CHALLENGE: Rewrite the part of the listing that opens with its first line and closes with the line containing "[[391, 168]]", requests included. Shift every coordinate in the answers by adding 110 to it.

Excerpts of pointing data:
######

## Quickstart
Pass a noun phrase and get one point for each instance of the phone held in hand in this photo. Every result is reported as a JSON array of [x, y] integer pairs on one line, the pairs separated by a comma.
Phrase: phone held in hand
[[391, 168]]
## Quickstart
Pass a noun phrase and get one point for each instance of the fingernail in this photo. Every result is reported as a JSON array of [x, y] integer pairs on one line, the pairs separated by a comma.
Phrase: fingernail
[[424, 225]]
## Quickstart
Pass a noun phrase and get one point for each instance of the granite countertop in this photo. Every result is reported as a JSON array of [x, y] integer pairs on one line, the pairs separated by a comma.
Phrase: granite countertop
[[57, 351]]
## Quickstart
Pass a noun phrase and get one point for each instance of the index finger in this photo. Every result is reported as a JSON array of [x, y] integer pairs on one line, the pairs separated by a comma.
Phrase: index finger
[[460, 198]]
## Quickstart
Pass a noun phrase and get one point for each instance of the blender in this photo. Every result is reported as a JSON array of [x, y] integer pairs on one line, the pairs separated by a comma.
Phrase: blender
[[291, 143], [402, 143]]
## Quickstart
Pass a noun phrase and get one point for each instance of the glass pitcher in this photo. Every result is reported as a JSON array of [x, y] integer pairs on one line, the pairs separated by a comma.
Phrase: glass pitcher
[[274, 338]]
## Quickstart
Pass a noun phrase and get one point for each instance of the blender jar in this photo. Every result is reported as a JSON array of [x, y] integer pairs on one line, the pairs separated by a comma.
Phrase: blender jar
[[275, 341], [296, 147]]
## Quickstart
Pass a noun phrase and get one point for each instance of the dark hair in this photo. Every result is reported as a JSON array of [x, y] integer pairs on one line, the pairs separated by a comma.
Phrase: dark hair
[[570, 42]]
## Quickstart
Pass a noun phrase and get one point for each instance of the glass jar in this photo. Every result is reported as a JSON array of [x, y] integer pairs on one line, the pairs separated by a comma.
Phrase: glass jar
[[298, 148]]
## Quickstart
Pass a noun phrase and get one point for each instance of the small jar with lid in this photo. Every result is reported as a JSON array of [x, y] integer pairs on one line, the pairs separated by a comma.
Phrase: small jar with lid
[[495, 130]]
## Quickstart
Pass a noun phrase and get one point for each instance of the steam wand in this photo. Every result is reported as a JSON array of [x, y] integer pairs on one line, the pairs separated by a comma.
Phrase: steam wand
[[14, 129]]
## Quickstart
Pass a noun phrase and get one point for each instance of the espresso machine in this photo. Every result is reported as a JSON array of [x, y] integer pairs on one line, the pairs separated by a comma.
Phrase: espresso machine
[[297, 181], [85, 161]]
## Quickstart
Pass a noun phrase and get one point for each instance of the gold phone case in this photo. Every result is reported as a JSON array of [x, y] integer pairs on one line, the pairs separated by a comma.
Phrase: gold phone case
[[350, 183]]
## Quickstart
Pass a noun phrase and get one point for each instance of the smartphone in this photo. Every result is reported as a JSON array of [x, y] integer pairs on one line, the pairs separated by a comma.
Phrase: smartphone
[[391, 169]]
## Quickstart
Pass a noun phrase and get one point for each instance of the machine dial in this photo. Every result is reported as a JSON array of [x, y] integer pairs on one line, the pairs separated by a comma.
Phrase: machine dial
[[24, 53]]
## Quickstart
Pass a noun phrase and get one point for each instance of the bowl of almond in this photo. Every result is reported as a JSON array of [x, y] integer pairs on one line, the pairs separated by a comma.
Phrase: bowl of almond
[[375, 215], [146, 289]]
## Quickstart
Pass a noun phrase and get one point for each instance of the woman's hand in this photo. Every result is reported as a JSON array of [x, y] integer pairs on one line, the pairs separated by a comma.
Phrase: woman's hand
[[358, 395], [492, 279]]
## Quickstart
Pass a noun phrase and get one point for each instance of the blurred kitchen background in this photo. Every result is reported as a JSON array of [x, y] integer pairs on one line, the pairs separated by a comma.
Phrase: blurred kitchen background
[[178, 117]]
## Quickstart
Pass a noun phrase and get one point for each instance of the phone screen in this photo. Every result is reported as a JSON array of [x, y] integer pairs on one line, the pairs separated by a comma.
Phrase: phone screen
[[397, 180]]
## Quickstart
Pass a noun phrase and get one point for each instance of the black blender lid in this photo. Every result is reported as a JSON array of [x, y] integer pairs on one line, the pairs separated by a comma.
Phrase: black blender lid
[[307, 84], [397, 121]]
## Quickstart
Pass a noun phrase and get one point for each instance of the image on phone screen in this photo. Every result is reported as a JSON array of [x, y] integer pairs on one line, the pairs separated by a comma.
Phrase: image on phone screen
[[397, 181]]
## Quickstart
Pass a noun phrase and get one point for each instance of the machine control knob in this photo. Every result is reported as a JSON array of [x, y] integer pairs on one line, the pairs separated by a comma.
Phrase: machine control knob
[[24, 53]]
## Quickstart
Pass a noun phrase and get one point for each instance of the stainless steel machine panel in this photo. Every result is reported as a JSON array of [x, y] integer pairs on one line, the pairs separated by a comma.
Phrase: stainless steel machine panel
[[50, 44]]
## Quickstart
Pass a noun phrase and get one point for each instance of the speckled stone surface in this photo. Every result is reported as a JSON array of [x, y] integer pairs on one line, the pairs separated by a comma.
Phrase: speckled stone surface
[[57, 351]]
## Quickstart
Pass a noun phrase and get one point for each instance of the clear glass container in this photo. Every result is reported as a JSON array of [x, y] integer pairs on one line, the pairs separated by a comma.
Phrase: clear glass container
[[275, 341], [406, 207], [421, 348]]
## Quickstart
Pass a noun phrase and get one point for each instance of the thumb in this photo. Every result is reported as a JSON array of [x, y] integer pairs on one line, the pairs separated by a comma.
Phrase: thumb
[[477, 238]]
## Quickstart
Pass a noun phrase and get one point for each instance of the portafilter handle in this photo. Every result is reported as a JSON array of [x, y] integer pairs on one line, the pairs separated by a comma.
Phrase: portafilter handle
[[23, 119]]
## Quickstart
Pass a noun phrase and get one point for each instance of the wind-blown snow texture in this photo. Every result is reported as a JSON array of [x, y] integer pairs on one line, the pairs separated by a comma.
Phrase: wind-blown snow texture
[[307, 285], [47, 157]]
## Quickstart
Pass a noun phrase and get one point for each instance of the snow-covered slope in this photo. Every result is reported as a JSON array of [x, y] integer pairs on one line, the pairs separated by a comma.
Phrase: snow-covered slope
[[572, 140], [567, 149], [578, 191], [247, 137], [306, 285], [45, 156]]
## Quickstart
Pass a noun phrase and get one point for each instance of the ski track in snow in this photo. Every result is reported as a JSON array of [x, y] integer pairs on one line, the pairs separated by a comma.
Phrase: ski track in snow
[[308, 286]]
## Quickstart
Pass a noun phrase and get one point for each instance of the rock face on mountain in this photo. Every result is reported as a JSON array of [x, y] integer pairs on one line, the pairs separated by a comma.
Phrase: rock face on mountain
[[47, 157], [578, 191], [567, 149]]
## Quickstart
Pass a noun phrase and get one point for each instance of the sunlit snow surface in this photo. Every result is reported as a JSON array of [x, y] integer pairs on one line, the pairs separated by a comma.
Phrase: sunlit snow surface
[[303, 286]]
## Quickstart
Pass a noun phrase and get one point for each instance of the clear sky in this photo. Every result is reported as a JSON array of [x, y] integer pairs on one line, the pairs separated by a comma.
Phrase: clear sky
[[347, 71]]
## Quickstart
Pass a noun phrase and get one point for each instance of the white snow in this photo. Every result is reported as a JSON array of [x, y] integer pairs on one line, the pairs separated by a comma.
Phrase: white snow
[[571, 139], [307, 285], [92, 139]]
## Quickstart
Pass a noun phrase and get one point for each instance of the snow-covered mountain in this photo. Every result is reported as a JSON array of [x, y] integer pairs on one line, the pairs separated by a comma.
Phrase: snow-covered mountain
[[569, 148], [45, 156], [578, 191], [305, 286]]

######

FINISHED ANSWER:
## Quickstart
Pass a noun phrase and get one point for each instance of the phone held in hand in this photo. Every result is reported as a JSON array of [x, y] integer pairs on one line, the pairs separated by a comma.
Phrase: phone held in hand
[[501, 278]]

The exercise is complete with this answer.